Directions.
a. Reproduce word for word the portion of the essay on a boyhood chemistry set that begins at the words "As instructed, I" and stops after "into my nostrils.".
b. Name each item that the final sentence of the essay on a boyhood chemistry set sets apart from science.

There I am, eleven or twelve years old, some age thereabouts, hunched over a test tube on my back porch, carefully following the instructions in my science kit that said, "Conduct this experiment in a well-ventilated area."
Good advice. Because this, thankfully, was before the days when anal-retentive product safety types could stand between a boy and his homemade chlorine gas.
As instructed, I put the chemicals into a test tube. I added water. I put my nose close to the test tube and waved my hand over the end of it to waft some of the gas into my nostrils.
Then I hacked and coughed for at least five minutes. It was a moment of science that is still clear in my mind at the age of 58.
Thank you, Mom.
A woman who'd divorced a jerk, my father, who never paid a dime of child support payments, she didn't have much money back then. Yet she paid for monthly Things of Science kits, if I remember the name correctly, that her son enjoyed immensely.
I got to thinking about this inner child stuff in the course of wondering why I react so strongly when someone trashes science, whether they be a commenter on this blog like William or the inaptly named Discovery Institute, a primary purveyor of creationist intelligent design B.S.
Must be that I got imprinted onto science at an early enough age so now I see it threatened and rush to protect it, like one of those orphaned baby monkeys that learned to look upon a rag doll as if it was its mother. Try to take it away and the monkey would scream like crazy.
I'm not quite that attached to science. But I spent many happy boy-hours at a card table inside my bedroom closet, where a chair and me could just barely fit with the sliding door closed.
I set up my chemistry set and other science experiments on the table, a bare light bulb hanging from an extension cord serving for illumination. That was me as a youth, a kid, an immature pre-teen.
And now? Every morning I make a strong cup of coffee in our kitchen. I then take it in hand and walk to an unused tiled shower in another part of the house. There I open up the sliding door and step over an extension cord that snakes from the shower to a bathroom electrical outlet.
I sit down on cushions rather than a chair. Plus, instead of just a light I've also got an electric clock and space heater. So, yes, I've changed, grown up, matured. Sort of.
My meditation area, my laboratory, usually still has a strong scientific presence, books that tell me what's happening with modern cosmology, evolutionary theory, quantum physics. They're pleased to share shower space with more explicitly spiritual literature, Taoist, Buddhist, whatever-ist.
That whiff of chlorine gas, it was real. When I read about chlorine attacks in Iraq, I had a much better understanding of what the victims experienced because of my back porch experiment more than forty-five years ago.
Such is the power and glory of science. It puts us in touch with reality. Not religious dogma, superstition, imaginings, conjectures, theology.

Given entries.

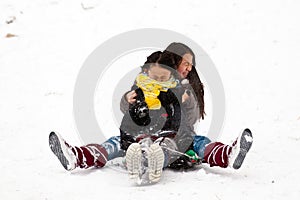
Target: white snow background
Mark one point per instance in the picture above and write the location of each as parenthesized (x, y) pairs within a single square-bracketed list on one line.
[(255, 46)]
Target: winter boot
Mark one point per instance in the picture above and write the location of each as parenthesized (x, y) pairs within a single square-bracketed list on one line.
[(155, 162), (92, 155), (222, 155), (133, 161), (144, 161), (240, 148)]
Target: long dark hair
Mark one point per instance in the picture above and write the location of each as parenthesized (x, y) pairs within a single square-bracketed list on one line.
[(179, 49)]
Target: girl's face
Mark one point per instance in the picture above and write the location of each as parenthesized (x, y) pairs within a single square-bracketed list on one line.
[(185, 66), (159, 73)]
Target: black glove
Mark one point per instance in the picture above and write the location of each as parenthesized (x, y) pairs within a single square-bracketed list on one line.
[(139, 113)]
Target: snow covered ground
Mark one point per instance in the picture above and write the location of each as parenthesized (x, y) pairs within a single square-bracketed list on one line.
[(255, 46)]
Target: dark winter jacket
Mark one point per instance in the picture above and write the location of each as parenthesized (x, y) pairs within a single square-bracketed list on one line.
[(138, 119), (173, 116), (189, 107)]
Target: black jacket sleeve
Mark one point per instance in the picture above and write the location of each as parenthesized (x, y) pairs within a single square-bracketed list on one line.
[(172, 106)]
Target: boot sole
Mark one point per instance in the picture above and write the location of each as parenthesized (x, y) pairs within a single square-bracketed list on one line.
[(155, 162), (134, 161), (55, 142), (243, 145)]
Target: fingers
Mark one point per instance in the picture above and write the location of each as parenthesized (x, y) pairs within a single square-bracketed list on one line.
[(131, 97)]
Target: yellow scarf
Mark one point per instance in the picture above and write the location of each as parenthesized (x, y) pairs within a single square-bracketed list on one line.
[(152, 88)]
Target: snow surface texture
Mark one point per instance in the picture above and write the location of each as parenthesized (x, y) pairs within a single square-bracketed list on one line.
* * *
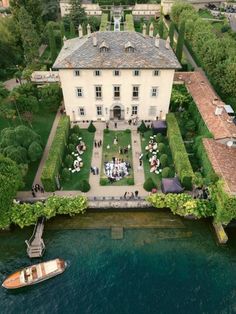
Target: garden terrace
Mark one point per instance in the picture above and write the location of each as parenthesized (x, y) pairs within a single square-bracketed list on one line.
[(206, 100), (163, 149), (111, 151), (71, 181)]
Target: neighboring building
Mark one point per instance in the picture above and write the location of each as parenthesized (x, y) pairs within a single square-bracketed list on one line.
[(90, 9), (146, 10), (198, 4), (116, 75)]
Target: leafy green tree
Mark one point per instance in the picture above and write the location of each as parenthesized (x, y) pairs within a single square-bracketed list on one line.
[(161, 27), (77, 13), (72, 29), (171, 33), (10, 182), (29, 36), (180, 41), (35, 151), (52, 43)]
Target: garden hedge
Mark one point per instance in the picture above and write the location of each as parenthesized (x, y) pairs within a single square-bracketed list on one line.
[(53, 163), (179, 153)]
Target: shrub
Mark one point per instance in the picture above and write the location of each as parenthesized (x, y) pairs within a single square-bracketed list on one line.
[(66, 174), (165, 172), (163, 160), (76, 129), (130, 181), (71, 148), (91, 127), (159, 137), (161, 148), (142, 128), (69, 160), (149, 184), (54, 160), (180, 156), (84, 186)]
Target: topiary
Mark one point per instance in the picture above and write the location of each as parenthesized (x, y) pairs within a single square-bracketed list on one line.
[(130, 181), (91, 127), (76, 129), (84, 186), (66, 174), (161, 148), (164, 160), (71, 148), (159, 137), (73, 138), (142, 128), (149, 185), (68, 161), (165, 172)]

Task results.
a.
As instructed, I put the chemicals into a test tube. I added water. I put my nose close to the test tube and waved my hand over the end of it to waft some of the gas into my nostrils.

b.
Religious dogma
Superstition
Imaginings
Conjectures
Theology